## Provided records
===============

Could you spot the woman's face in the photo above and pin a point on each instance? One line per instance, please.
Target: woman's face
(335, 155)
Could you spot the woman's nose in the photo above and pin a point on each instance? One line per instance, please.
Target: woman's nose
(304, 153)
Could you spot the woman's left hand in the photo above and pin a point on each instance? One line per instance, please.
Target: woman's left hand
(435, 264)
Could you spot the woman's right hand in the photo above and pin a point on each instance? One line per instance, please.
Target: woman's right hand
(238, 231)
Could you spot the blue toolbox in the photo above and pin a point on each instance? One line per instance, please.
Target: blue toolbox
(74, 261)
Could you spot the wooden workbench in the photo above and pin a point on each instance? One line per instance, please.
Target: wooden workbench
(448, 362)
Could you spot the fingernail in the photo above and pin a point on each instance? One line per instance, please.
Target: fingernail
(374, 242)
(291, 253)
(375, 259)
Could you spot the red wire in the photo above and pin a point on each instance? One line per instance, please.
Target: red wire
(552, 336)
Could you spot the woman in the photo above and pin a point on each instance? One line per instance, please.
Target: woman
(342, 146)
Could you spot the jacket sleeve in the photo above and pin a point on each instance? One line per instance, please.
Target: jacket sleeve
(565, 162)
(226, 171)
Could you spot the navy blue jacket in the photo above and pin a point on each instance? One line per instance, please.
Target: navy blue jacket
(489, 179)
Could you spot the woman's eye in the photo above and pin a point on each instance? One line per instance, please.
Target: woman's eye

===============

## Exercise objective
Write out the whole listing verbatim.

## Output for this task
Could you spot the woman's face in the photo above and pin a point on each instance? One line per instance, please.
Target: woman's face
(335, 155)
Could you spot the woman's nose in the photo above and pin a point on each instance? One line per instance, please.
Target: woman's nose
(304, 153)
Could you spot the woman's left hand in the photo above and pin a point on each instance? One line per instance, please.
Target: woman's left hand
(435, 264)
Could you spot the woman's right hand in the photo above and pin a point on each instance? One line per instance, please.
Target: woman's right hand
(238, 231)
Could you spot the blue toolbox in the photo above and pin a point on each instance? One line per instance, please.
Target: blue toolbox
(74, 261)
Could you spot the wooden workbench in the photo above and pin a point on each instance? One line per instance, please.
Target: wooden workbench
(448, 362)
Could you spot the fingernail in the photo above and pin a point on each instance? One line per instance, please.
Target: fingernail
(374, 242)
(291, 253)
(375, 259)
Could you spot the red wire in the photo above and pin a point on each instance? One line per instance, please.
Target: red wire
(552, 336)
Could you spot the woman in the photo above and pin a point on each instance? One line per instance, please.
Target: woman
(342, 146)
Could you spot the jacket sleeve in the photo above and pin a point on each instance? One line per instance, please.
Target: jacket sleeve
(565, 162)
(226, 171)
Could you spot the navy blue jacket in the photo above and pin a point on each instance? One line per instance, please.
Target: navy blue jacket
(489, 179)
Could you spot the woman's eye in the photo above and pin a point on each instance? One line per instance, please.
Target: woman's eye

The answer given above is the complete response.